RECORDS TO PROCESS:
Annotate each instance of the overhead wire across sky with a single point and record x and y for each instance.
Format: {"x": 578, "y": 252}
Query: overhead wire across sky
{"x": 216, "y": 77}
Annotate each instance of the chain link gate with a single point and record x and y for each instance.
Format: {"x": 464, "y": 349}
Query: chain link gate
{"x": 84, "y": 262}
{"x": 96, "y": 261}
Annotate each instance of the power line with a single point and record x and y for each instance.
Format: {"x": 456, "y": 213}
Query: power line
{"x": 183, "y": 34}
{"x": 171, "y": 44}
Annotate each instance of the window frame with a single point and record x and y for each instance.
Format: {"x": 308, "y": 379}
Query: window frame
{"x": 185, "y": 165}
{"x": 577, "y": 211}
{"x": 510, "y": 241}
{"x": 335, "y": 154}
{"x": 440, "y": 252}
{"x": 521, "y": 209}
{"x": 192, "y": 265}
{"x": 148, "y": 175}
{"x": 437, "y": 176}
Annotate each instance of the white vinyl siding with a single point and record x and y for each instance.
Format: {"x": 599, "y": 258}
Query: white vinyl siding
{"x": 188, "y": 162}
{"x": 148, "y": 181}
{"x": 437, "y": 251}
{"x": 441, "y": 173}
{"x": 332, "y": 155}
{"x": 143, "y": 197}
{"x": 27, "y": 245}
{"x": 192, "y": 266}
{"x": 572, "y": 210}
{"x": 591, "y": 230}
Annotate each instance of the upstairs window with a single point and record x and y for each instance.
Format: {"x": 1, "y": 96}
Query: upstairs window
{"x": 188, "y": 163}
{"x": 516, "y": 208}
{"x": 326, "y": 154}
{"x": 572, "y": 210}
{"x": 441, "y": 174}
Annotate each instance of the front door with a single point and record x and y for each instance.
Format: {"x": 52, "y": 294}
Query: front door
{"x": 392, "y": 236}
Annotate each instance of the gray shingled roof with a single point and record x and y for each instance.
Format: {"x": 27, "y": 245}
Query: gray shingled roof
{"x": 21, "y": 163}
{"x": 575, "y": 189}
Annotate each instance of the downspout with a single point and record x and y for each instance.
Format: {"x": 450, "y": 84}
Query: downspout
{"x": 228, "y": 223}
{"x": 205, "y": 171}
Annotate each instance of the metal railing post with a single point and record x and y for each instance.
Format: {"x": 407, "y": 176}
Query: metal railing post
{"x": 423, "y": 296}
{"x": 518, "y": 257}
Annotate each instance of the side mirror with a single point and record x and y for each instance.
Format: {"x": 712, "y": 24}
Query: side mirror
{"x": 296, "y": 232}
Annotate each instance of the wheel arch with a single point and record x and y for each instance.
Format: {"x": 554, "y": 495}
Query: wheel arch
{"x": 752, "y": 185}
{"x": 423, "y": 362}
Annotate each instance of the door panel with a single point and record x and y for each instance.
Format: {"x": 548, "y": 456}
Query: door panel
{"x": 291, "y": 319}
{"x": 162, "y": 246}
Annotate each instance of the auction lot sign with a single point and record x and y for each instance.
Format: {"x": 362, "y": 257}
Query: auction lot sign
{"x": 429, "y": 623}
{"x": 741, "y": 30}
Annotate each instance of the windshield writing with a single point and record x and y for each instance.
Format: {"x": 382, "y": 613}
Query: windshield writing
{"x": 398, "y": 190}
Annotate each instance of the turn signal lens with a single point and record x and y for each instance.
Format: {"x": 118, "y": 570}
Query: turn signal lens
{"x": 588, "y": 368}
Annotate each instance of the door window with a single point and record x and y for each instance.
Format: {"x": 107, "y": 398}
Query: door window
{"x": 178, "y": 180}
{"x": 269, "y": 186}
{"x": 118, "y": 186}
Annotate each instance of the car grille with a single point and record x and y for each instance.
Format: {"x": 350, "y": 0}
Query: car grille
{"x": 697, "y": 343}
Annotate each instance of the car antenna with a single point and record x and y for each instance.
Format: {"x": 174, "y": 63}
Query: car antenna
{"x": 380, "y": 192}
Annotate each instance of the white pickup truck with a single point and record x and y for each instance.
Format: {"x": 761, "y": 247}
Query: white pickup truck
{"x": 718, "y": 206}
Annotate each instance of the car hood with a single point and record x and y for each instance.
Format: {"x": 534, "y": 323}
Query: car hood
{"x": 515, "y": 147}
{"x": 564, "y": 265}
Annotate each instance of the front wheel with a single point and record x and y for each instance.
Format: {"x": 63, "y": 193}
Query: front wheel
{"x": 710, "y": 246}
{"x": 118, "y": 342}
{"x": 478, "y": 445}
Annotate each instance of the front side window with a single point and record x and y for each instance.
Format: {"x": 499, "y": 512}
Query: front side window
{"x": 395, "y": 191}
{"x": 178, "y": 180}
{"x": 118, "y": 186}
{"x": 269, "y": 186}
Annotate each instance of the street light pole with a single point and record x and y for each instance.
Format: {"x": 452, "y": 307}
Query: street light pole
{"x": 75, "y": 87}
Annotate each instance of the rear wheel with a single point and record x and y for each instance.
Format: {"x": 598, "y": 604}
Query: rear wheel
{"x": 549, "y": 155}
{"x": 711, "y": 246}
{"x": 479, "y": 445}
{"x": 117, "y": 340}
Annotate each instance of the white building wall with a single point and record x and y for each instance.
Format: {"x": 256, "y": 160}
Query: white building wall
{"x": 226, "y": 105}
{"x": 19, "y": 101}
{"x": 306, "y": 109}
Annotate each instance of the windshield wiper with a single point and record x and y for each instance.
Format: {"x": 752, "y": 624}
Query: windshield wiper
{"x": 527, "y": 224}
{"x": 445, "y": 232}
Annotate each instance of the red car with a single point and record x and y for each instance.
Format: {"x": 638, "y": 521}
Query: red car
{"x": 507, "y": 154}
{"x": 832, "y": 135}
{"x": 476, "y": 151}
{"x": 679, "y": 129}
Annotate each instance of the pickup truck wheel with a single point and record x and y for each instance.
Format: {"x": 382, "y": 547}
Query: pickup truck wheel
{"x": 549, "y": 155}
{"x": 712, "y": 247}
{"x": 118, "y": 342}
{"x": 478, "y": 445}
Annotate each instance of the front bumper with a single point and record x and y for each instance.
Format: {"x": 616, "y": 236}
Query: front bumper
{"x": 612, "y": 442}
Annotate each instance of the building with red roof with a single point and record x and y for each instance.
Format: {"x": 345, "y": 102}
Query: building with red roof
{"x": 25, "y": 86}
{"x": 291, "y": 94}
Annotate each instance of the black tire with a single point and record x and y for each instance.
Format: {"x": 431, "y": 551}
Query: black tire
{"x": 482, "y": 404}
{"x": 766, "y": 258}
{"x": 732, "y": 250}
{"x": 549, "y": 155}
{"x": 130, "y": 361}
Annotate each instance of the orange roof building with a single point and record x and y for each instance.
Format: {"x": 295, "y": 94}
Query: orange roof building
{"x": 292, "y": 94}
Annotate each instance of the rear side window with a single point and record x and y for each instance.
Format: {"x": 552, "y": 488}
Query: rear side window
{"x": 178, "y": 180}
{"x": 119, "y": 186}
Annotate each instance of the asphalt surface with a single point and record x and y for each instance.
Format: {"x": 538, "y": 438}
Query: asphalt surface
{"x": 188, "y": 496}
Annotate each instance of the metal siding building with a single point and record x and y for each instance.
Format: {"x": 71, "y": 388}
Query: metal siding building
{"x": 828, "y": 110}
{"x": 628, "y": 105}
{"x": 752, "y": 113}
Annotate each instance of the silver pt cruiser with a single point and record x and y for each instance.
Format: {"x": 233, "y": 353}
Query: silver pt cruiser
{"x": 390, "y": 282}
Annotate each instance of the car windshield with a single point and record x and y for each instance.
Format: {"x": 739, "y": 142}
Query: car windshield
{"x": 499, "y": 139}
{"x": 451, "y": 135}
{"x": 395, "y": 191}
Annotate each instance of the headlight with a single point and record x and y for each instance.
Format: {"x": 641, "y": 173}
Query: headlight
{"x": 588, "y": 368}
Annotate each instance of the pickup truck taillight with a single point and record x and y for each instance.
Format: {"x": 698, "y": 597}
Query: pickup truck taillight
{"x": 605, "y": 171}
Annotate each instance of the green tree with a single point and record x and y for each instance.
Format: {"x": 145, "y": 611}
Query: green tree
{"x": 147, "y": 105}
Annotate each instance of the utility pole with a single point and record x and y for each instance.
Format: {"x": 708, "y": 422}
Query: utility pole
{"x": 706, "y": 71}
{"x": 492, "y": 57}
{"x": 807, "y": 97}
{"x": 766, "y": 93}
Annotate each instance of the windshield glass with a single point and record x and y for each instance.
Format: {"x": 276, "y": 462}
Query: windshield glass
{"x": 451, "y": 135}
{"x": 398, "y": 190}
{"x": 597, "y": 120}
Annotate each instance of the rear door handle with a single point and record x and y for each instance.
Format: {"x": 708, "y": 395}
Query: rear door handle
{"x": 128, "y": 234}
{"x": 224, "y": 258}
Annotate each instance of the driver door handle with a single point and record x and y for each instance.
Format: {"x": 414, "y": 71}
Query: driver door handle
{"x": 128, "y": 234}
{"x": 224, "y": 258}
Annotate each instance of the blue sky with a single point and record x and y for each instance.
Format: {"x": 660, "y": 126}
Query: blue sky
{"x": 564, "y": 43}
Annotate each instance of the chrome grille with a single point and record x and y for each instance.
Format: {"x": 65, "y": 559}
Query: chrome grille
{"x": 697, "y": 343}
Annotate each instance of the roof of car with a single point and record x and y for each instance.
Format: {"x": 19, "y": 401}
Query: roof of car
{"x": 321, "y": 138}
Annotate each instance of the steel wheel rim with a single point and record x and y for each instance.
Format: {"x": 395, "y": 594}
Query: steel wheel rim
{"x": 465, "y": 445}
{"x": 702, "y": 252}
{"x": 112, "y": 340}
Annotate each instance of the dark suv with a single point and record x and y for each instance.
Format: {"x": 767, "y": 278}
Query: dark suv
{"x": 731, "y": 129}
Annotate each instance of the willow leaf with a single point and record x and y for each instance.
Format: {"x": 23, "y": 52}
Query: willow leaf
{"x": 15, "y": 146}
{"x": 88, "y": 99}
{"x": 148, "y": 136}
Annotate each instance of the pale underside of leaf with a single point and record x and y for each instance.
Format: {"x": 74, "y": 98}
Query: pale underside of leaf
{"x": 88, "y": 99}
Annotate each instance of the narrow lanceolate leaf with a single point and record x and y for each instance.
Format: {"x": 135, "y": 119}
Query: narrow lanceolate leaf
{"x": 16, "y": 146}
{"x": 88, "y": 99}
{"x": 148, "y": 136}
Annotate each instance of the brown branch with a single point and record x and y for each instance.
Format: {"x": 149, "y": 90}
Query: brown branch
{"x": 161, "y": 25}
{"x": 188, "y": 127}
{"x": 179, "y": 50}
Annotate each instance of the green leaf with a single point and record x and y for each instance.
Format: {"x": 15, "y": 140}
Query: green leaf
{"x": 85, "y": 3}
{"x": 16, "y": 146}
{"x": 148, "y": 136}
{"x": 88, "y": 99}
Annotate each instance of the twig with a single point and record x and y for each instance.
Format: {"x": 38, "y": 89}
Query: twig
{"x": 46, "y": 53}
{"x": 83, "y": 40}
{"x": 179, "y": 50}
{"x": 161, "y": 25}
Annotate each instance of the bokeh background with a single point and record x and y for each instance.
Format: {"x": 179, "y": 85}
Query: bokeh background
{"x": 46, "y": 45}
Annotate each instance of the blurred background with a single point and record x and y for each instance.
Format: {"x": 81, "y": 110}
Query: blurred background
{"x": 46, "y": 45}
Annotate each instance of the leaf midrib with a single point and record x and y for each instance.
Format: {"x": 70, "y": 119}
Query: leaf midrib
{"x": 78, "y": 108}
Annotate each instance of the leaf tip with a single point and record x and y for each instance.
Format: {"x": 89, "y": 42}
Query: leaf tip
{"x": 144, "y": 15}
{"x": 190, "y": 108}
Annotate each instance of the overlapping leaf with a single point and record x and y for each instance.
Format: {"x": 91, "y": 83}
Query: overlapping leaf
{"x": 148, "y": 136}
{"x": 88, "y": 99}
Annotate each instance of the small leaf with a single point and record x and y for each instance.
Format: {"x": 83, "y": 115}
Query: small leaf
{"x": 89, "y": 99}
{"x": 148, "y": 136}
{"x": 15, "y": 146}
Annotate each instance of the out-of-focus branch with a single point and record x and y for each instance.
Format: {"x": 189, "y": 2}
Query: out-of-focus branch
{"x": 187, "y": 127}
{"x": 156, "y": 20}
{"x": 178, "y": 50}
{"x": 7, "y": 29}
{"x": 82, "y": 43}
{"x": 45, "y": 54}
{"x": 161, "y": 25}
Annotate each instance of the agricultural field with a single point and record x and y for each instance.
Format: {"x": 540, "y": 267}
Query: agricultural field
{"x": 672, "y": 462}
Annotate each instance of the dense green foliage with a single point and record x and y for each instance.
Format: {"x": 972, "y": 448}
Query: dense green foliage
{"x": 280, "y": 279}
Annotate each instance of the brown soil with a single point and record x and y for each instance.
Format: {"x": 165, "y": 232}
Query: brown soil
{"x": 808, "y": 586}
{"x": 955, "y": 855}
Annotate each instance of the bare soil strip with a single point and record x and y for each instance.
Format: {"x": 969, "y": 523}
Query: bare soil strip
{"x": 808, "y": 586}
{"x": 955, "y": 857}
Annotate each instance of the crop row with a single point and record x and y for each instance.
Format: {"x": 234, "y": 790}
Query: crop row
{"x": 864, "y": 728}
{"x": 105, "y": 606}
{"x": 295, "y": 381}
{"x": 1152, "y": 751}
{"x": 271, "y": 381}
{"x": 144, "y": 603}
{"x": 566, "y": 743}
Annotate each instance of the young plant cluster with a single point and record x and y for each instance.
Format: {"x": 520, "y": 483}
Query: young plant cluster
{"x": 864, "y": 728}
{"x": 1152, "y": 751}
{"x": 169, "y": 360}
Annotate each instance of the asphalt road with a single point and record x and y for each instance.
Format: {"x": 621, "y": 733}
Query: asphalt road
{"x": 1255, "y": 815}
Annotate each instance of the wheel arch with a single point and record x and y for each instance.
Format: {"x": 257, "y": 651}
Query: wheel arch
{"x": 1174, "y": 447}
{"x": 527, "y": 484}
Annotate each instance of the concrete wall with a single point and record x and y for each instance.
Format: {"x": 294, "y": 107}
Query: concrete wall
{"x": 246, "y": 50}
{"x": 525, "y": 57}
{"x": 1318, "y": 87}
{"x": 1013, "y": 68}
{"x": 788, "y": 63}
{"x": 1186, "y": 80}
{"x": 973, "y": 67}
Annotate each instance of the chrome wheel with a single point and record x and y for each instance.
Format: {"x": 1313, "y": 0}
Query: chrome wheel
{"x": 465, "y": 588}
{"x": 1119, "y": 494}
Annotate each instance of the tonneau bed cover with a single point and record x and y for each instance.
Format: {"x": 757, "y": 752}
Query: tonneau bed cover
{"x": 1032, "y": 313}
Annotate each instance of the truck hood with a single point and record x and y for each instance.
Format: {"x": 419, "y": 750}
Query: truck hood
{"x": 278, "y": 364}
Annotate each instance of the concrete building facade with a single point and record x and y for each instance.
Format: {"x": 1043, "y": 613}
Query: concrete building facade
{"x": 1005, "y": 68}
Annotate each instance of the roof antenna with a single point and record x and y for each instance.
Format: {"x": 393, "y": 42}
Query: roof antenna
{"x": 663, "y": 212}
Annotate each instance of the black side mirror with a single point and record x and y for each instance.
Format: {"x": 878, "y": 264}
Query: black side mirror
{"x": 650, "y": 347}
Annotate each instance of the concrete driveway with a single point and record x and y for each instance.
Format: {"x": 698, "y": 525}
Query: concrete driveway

WHAT IS ASKED: Rewrite the stretch above, from the line containing "Annotate each instance of the concrete driveway" through the end of the listing, as a numbered list with any blank lines dropped.

EXERCISE RESPONSE:
1. Annotate each instance of the concrete driveway with a single point and record x and y for each instance.
2. Format: {"x": 698, "y": 525}
3. Query: concrete driveway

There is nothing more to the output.